>> start EXTRACTED TEXT

# Scalewatcher - feedback, views, and opinions?



## matt (5 Apr 2009)

Has anyone used or have any experience of Scalewatcher (http://www.scalewatcher.co.uk/)?

Seems almost too simple... But the ease of installation is very appealing.


----------



## Doug B (5 Apr 2009)

Matt.
I`ve not fitted this type, though i have seen them installed.
There are many different types of water conditioners, this one, though easy to install is very expensive.
The in-line type which i have fitted, are manufactured by a variety of companies & are much cheaper. They only involve cutting a short piece of pipe out & tightening a couple of nuts.
I would have thought you could get an in-line one professionally supplied & fitted for half the price of larger scalewatcher unit, if you don`t fancy doing the plumbing yourself.


----------



## misterfish (6 Apr 2009)

This is a water conditioner and not a water softener so it will not reduce the use of soap/detergent and will not do away with the scum caused by soap.

We looked at conditioners a few years ago and there seemed to be conflicting information. In the end we decided not to bother and during our recent refurbishment had a softener installed. This has caused my wife's exzcma(?) to go away and makes washing of us and clothes a much more pleasant experience. The downside of the softener is that it has to be fed with salt from time to time.

Misterfish


----------



## LeeElms (6 Apr 2009)

I fitted a permanent magnet based one a few years back. It has certainly improved the scaling present in the kettle ... now only a very thin film of scale, and some loose bits which rinse out readily. Before, the scale built up progressively and had to be descaled quite frequently.

The one I fitted was about £20 from Wickes, and just fits around the main water pipe (I've fitted it just after the main stopcock).


----------

>> end EXTRACTED TEXT
>> start DATASET CONTENT

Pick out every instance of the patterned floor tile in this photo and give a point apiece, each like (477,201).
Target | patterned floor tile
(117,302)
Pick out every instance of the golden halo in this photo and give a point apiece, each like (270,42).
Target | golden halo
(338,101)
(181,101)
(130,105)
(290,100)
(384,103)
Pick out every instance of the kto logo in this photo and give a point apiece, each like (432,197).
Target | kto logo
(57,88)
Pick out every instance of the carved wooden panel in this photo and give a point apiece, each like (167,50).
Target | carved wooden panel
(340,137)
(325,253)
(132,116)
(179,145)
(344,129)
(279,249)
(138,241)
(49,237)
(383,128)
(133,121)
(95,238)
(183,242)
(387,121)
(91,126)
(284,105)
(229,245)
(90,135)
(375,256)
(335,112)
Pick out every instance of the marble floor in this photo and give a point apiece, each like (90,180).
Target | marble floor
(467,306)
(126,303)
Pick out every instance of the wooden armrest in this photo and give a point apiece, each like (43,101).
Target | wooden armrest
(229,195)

>> end DATASET CONTENT

-- WORK TO BE COMPLETED --
Copy out the stretch of the Scalewatcher forum thread from "We looked at" through "LeeElms (6 Apr 2009)", swapping "refurbishment" for "renovation".

-- FULL SOLUTION --
We looked at conditioners a few years ago and there seemed to be conflicting information. In the end we decided not to bother and during our recent renovation had a softener installed. This has caused my wife's exzcma(?) to go away and makes washing of us and clothes a much more pleasant experience. The downside of the softener is that it has to be fed with salt from time to time.

Misterfish


----------



## LeeElms (6 Apr 2009)